Material supplied:

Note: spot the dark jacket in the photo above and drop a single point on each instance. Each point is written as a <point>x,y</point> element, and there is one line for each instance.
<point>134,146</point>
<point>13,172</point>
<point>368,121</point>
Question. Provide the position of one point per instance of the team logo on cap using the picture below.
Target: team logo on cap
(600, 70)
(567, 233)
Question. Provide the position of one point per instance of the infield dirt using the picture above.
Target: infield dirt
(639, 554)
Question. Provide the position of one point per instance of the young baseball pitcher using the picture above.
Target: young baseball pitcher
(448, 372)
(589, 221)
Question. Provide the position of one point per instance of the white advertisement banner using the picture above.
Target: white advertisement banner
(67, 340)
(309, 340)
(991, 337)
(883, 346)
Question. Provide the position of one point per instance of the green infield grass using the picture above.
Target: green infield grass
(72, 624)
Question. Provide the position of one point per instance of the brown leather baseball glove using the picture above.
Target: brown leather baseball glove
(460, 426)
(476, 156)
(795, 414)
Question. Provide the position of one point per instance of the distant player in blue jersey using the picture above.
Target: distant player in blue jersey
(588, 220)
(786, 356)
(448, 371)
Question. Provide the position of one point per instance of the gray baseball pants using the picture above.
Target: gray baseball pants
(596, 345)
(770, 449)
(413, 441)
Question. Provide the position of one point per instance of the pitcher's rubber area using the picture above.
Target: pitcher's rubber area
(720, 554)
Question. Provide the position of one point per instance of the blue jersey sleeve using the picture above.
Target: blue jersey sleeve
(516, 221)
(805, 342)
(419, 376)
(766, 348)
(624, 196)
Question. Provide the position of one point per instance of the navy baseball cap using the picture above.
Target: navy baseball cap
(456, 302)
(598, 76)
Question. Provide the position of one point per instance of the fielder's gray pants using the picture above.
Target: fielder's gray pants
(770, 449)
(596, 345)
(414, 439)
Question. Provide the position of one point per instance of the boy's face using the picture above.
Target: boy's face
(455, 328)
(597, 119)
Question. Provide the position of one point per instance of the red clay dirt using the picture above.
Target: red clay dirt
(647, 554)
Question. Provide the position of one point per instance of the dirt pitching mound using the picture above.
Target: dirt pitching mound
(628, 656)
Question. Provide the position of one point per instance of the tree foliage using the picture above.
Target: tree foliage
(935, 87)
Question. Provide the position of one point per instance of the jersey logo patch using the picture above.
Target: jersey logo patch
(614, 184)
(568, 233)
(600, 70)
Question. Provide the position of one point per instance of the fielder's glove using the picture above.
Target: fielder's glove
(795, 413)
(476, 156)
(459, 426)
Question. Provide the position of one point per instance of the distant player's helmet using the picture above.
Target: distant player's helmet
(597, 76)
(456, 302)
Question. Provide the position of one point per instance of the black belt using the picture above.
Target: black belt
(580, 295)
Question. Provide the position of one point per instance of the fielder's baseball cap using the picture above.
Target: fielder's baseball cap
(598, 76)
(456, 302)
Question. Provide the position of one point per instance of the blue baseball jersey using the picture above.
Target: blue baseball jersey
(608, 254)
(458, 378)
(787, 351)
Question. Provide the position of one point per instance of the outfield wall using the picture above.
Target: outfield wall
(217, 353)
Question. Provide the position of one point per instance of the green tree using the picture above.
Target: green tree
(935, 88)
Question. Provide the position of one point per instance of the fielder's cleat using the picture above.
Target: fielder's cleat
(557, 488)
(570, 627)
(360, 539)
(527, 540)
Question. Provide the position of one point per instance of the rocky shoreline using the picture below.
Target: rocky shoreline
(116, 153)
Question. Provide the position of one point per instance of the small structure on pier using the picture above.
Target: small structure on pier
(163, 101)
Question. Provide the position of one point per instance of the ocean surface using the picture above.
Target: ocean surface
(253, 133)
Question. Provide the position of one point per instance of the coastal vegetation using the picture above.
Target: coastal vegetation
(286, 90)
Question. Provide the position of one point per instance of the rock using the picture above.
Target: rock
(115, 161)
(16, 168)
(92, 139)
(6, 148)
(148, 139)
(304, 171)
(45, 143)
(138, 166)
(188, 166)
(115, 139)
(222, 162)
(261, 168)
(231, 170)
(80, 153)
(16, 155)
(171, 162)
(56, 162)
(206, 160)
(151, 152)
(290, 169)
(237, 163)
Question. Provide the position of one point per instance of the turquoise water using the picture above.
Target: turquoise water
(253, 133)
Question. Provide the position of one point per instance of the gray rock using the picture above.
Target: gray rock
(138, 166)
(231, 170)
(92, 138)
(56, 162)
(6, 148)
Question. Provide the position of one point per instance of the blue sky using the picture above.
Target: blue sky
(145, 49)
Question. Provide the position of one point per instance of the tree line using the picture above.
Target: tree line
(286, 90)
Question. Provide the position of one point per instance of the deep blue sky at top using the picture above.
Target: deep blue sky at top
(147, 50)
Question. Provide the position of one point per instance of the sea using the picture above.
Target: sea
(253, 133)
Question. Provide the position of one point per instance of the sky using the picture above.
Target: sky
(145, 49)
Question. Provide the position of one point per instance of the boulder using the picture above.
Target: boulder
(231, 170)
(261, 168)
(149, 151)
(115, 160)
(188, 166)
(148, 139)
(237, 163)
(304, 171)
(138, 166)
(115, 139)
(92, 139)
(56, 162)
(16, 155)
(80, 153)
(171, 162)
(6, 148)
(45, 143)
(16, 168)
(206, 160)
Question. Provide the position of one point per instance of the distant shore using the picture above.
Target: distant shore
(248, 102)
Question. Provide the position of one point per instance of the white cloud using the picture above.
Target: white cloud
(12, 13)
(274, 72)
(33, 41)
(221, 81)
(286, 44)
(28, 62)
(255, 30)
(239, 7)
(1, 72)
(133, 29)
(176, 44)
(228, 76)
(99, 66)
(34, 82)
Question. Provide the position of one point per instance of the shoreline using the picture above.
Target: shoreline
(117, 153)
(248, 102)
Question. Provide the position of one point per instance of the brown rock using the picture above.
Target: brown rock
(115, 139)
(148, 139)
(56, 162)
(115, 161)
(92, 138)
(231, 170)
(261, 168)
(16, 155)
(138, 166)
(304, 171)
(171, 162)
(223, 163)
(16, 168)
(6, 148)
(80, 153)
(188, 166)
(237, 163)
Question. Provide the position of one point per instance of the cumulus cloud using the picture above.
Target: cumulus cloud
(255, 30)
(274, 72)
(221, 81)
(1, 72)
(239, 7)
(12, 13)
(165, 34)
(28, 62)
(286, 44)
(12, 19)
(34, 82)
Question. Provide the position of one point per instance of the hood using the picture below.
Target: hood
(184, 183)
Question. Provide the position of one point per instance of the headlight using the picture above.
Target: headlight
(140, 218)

Work task: Precisely the lines between those holding "Target: gray baseball pants" and "gray pants using the picture above.", inclusive, are to be reproduced from the listing above, with nothing added.

Response for this exercise:
Target: gray baseball pants
(596, 345)
(770, 449)
(413, 441)
Question. Provide the position of one point per instance of the pitcher's rubber area using the picture above.
Target: pitcher's rubber area
(720, 554)
Question. Provide the position of one point per instance of the blue jersey sleeve using the picture above.
Target: blue jersey sleeve
(516, 221)
(805, 342)
(419, 376)
(766, 348)
(624, 196)
Question. Provide the position of one point per instance of the navy baseball cap using the picture above.
Target: navy baseball cap
(456, 302)
(598, 76)
Question. Provide the position of one point per instance of the fielder's gray pants using the picture above.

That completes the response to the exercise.